## start Extract to read
Church of Our Father was the first Unitarian church established in Atlanta, Georgia. The church was organized on March 27, 1883, by Rev. George Leonard Chaney, a Boston minister. Rev. Chaney initially held Sunday services in the Senate Chamber, Concordia Hall and the United States Courtroom. A church building was constructed at the corner of North Forsyth and Church Street and dedicated on April 23, 1884. The original building was demolished in 1900.

The church continued to serve Atlanta's liberal religious community for more than six decades. During that time the church name was changed several times. In 1918, Atlanta's Unitarians merged with the city's Universalist congregation. The combined congregation collapsed in 1951.

== Unitarian churches in the South ==

From its founding in 1825, the southern church expansion of the Boston-based American Unitarian Association (AUA) was hampered by the liberal Unitarian theology perceived in the south as religious heresy and the AUA'S adoption in 1837 of abolition advocacy. Prior to the Civil War, Unitarian churches were operating in Richmond, Virginia; Augusta and Savannah, Georgia; Mobile, Alabama; Louisville, Kentucky; Charleston, South Carolina and New Orleans, Louisiana. By the end of the Civil War, only the churches in Louisville, Charleston and New Orleans were active.

For years after the war, the AUA made no effort to regain or expand its southern churches. This non-engagement policy was reversed at the January 10, 1881 meeting of the directors of the AUA. The directors authorized Rev. John Heywood to conduct a tour of general missionary work in the south and requested that Rev. Enoch Powell perform missionary work specifically in Atlanta. Six months after Rev. Powell's initial Atlanta trip, the AUA directors allocated $1,000 for Atlanta missionary work and requested that Rev. Chaney lead that effort.
## end Extract to read
→ Directions
Please answer from the text on Atlanta's Church of Our Father: in what year did Atlanta's Unitarians merge with the city's Universalist congregation?
## start Supplied information
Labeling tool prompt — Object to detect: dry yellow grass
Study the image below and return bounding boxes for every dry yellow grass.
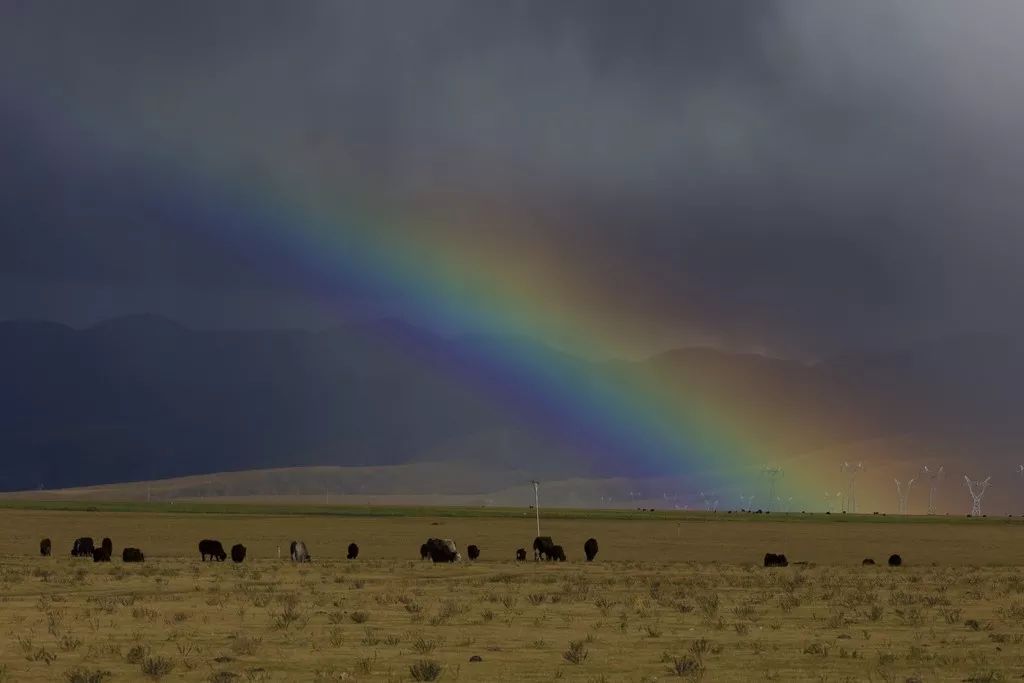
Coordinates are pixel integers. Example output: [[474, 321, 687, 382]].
[[0, 510, 1024, 681]]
## end Supplied information
→ Result of this task
1918